WHAT TO DO - Your output should be the lines from the start of the data through the line containing "x=50, y=309", exactly and nothing more.
----- PROVIDED DATA -----
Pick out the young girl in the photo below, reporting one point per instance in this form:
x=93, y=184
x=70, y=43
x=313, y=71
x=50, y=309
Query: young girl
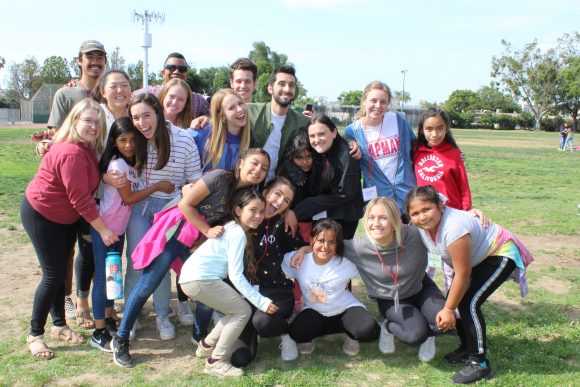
x=334, y=180
x=227, y=134
x=175, y=97
x=385, y=139
x=203, y=274
x=329, y=306
x=483, y=258
x=203, y=209
x=438, y=160
x=120, y=155
x=60, y=194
-----
EXERCISE ANSWER -
Pick out the young girl in the photo below, reporting one point per instance in this form:
x=93, y=184
x=70, y=43
x=313, y=71
x=50, y=309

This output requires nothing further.